Data records:
□ □ □ □ □
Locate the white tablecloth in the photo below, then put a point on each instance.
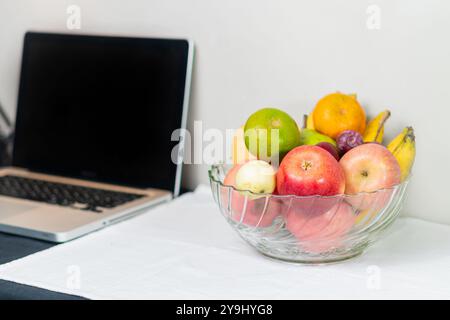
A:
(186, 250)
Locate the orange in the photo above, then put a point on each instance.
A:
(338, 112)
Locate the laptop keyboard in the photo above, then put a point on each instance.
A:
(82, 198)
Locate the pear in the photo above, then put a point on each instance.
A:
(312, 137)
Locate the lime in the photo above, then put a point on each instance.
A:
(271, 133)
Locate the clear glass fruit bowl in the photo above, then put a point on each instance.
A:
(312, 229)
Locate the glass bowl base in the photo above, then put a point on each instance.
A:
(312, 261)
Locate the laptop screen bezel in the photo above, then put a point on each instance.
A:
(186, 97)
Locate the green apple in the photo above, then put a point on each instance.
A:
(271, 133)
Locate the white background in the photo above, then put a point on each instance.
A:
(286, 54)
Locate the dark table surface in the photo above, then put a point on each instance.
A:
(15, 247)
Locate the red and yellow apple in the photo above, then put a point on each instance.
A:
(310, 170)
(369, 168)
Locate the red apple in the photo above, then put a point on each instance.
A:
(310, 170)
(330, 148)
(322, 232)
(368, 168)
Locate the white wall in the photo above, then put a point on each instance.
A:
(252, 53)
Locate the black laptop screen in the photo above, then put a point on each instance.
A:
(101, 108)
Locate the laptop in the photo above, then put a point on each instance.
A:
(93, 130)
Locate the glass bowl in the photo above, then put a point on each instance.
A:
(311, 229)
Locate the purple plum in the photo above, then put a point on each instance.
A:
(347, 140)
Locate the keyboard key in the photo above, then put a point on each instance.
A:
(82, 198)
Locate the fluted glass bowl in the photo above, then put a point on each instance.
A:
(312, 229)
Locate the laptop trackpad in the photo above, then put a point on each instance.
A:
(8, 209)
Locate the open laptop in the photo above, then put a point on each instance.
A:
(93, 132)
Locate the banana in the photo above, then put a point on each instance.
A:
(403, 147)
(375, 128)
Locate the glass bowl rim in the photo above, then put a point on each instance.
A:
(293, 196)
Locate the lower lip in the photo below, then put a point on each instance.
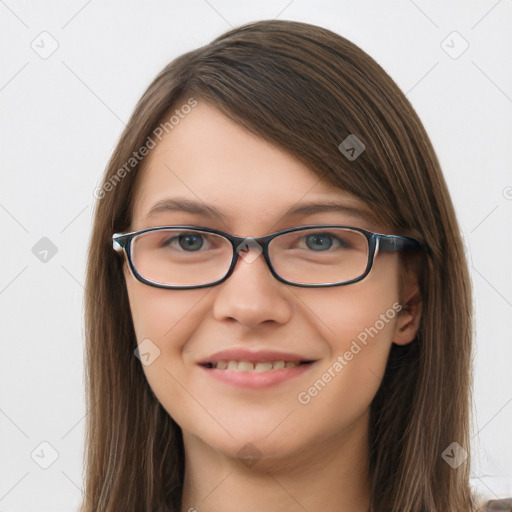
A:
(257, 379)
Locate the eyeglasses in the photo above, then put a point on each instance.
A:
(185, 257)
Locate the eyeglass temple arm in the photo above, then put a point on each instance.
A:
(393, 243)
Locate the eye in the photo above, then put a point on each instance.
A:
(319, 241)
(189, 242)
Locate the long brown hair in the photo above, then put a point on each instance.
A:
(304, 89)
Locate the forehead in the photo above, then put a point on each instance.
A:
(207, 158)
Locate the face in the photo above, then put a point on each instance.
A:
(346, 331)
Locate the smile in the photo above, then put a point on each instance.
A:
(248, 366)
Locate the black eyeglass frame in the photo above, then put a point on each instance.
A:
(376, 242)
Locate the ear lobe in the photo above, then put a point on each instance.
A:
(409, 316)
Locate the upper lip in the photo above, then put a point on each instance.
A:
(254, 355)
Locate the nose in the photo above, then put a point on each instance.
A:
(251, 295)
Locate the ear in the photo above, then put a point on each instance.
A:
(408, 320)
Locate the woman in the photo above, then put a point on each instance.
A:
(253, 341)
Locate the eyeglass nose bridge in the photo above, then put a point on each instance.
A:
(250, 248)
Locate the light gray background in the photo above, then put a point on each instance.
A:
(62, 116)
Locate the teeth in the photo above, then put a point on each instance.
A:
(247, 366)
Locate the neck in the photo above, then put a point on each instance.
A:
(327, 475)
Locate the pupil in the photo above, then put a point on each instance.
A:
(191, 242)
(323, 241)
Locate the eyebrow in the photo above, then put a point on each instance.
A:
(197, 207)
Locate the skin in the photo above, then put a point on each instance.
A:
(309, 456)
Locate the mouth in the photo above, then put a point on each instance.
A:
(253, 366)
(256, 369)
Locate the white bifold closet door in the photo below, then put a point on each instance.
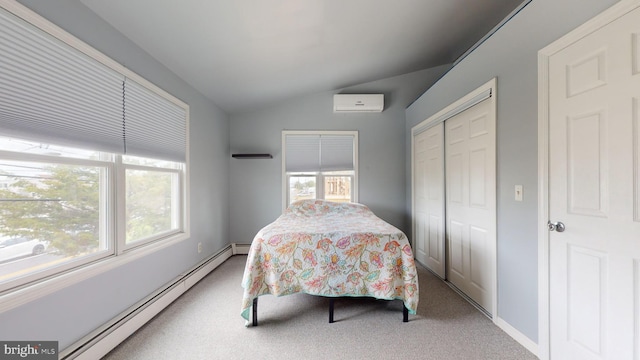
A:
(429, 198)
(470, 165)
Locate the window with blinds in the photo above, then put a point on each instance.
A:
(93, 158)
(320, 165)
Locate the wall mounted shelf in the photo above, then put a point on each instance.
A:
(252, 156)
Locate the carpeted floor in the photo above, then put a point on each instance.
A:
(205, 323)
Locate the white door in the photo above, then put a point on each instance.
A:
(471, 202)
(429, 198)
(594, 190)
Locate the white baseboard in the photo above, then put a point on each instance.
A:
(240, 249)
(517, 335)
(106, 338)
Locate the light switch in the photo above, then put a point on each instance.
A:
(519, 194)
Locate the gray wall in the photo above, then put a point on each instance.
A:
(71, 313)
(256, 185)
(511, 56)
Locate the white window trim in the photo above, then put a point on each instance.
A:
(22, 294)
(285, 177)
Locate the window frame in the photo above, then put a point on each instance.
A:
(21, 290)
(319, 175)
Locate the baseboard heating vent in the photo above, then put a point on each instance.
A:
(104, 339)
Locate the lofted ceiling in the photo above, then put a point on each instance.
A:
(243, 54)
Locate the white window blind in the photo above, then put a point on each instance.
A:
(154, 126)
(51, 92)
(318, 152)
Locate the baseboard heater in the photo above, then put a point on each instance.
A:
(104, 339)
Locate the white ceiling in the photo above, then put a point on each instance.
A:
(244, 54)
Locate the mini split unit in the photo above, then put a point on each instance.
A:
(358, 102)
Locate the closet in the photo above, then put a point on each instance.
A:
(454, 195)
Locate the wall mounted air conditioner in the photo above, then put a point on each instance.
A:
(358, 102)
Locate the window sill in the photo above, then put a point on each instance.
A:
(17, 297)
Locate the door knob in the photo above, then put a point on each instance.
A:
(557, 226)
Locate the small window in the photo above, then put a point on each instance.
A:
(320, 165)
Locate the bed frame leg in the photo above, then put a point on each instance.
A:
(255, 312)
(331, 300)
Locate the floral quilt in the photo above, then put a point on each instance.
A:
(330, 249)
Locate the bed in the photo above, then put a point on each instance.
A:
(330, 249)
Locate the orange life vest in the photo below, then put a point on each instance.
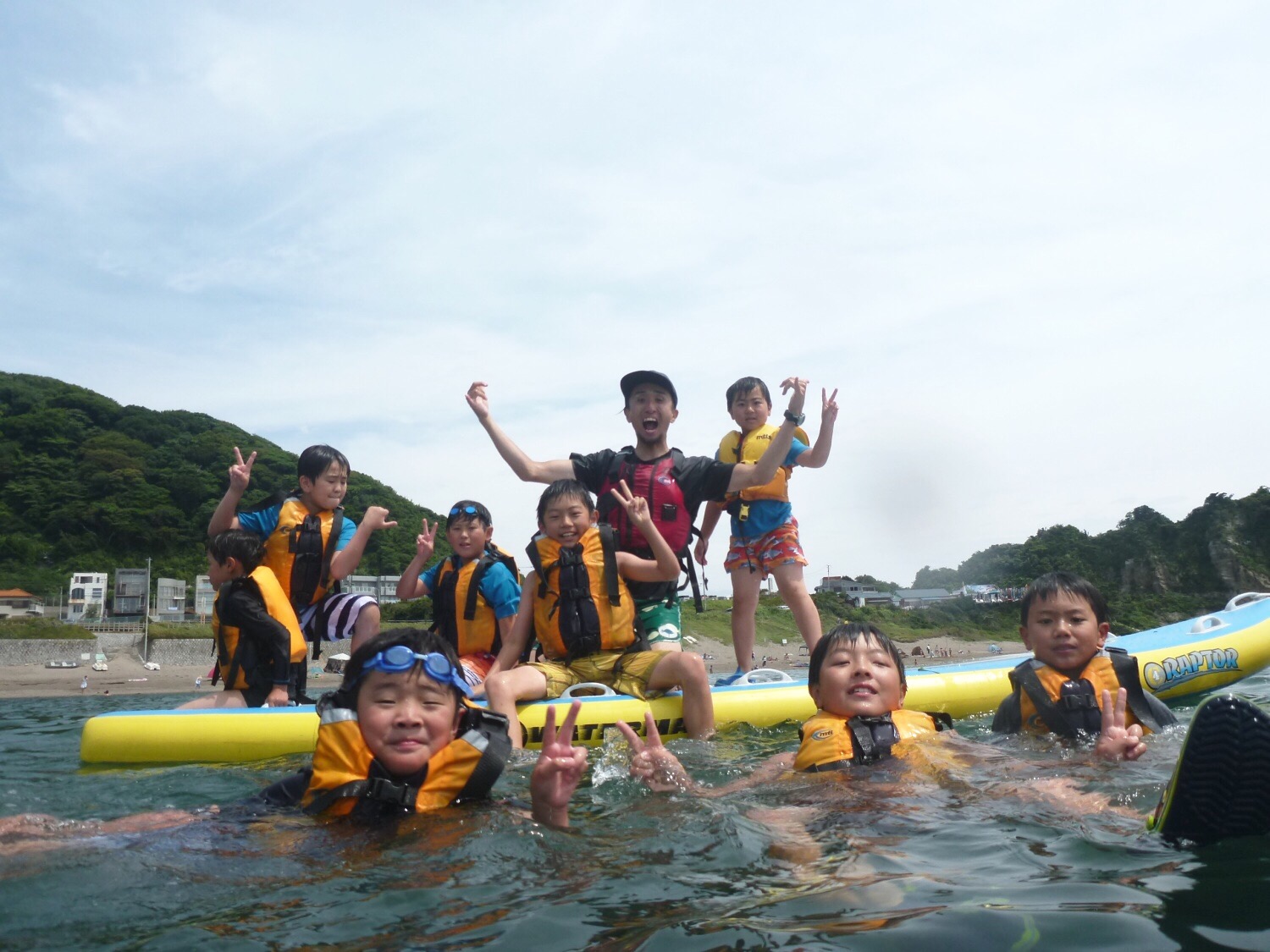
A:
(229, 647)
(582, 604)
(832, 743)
□ □ □ □ □
Your objective: Nothing but the pictures is to be left out; repeat the data exactly.

Response for this exercise:
Locate the white tablecloth in the photo below, then put a point on each instance.
A:
(186, 250)
Locate the orange in the photo above, then put a point on each instance.
A:
(338, 112)
Locate the laptop keyboard in the photo above, then put a point on each instance.
A:
(82, 198)
Locate the pear in the photo above, then put a point on each instance.
A:
(312, 137)
Locate the lime in the photo above, then put a point on each instance.
A:
(271, 133)
Locate the clear glass fruit bowl in the photo above, then put a point on each instance.
A:
(312, 229)
Locate the glass bowl base in the photo above, then put a point on each instance.
A:
(312, 261)
Locate the laptop screen bezel in the photo above, then put a point on each instance.
A:
(186, 97)
Locate the green apple in the photo above, then put a point on each instance.
A:
(271, 133)
Locate the white background in the photo above, then put a point on each instance.
A:
(286, 54)
Locate the dark table surface in the photo above, then put a point on each instance.
A:
(15, 247)
Locate the red and yellow apple in the photo above, then put a point on each instance.
A:
(310, 170)
(369, 168)
Locate the red apple in the photo above, then put a point on each instance.
A:
(310, 170)
(330, 148)
(322, 232)
(368, 168)
Locate the white wall in the photo above, then put a point on each instance.
A:
(252, 53)
Locate the black laptop screen in the photo above, then put a point on each instance.
A:
(101, 108)
Locate the laptop in the photo above, then put a point on each instance.
A:
(93, 130)
Locate the glass bowl in the photo above, then put a point on each instance.
A:
(311, 229)
Locate the purple plum in the photo above, then put a point on each instance.
A:
(347, 140)
Locate the keyboard key in the photo above, then put a point on each instance.
A:
(82, 198)
Locate the fluted glass bowl in the photo above, then put a point on each instance.
A:
(312, 229)
Locate the laptop trackpad in the photo above, then put a point on each instance.
A:
(8, 209)
Locate the open laptop in the photo above, then put a point on each instance.
A:
(93, 132)
Locate the banana in the photo above, then put a point on each instance.
A:
(403, 147)
(375, 128)
Locate the glass bowl rim in the photo above, then put a point on each instance.
A:
(293, 196)
Locate the lower lip in the photo below, then put a point on each instance.
A:
(257, 379)
Locate the eyeglasses in the photo above, then put a point on each instance.
A:
(185, 257)
Locate the eyeglass temple arm in the photo above, then put a point on each instance.
A:
(393, 243)
Locate the eye in the photo above, then put a point on each instance.
A:
(319, 241)
(189, 242)
Locate the long brown hair in the photo above, then put a point on each instance.
A:
(304, 89)
Locate the forehead in the photo above, then put a point on each instance.
A:
(207, 158)
Locate the face in the photo above, then put a point on each instance.
A:
(346, 331)
Locate the smile in the photo above, then put a point on each instance.
A:
(248, 366)
Locate the black eyeglass frame in the photo above, then put a point on each instance.
A:
(376, 242)
Locate the ear lobe in the photo above, then put a point on each instance.
A:
(409, 316)
Locate the upper lip in the photo above, then put a point on each instance.
A:
(254, 355)
Locate the nose in the photo above, then put a point on each instance.
A:
(251, 295)
Locate the ear in the photo above, then put a point on each instance.
A:
(408, 320)
Locate the woman in the photo above, then put a point on each instance.
A:
(253, 341)
Locate the eyeglass nose bridge in the photo above, then put a point on each instance.
A:
(250, 248)
Locate the light gray background in the photo above, then put a point on each instance.
A:
(62, 116)
Locate the teeth in the photo above, then put a point on each instance.
A:
(247, 366)
Locate the neck in the photo above, then put a point on each instance.
A:
(327, 475)
Locate the pupil in the photo above, then put a point on each instance.
A:
(191, 242)
(323, 241)
Locate the eyebrow in the photo above, then put a point on each instance.
A:
(197, 207)
Locate the skin in the photo above, then put a point on each instance.
A:
(309, 456)
Locate the mouth in the photo above, then put a point on each instance.
A:
(253, 366)
(256, 369)
Locate the white bifold closet door in the photo below, then put a point on each instance.
A:
(429, 198)
(470, 165)
Locate the window with blinds in the photo above, then put a point on each instance.
A:
(93, 158)
(320, 165)
Locate the wall mounted shelf in the photo above, then put a point on each instance.
A:
(252, 156)
Locate the carpeted floor in the photo above, then put a point on each instance.
A:
(205, 323)
Locate the white door in the photo above, then put a point on each instance.
A:
(471, 202)
(429, 198)
(594, 190)
Locate the white baseboard in the photo above, then put a point on each instance.
A:
(240, 249)
(517, 335)
(106, 338)
Locate the light switch in the photo above, then put a point on each instance.
A:
(519, 194)
Locate the gray wall in the photo above, then put a point on each instance.
A:
(71, 313)
(256, 185)
(511, 56)
Locate the white window trim in the photo above, then put a point on each instance.
A:
(22, 294)
(285, 177)
Locate the window frame in the photo above, then put a point on each instance.
A:
(21, 290)
(319, 175)
Locate the baseboard heating vent in the photo above, then put a point on each instance.
A:
(104, 339)
Locate the lofted ceiling in the photo above, then put a point on each instance.
A:
(243, 54)
Locate the white window blind in the photo above, then put a point on each instance.
A:
(154, 126)
(51, 92)
(318, 152)
Locate the baseboard heater in the photo above, then put a point on each instance.
A:
(104, 339)
Locate the white ceiling in the photo above, then put a point on each instance.
A:
(244, 54)
Locate the mini split unit in the photo above, then put a point on each instance.
A:
(358, 102)
Locate the closet in the photo above, then put a point on each instance.
A:
(454, 195)
Locate the wall mounted air conditioner in the photo above, then put a point on each instance.
A:
(358, 102)
Locate the window sill in the photo above, then put a point on each instance.
A:
(17, 297)
Locate the door knob in the photo above, then put a point on each instance.
A:
(557, 226)
Locate the small window in the photo above, then put a point on each instance.
A:
(320, 165)
Locate the bed frame leg in the photo above, then put a point on each instance.
A:
(255, 312)
(331, 300)
Locate the floral quilt in the photo above, then put a point on each instance.
A:
(330, 249)
Locate the bed in the photo above, then put a point on each instance.
A:
(330, 249)
Locate the orange life vest in the photo below, then put a point on each instance.
A:
(229, 647)
(582, 604)
(832, 743)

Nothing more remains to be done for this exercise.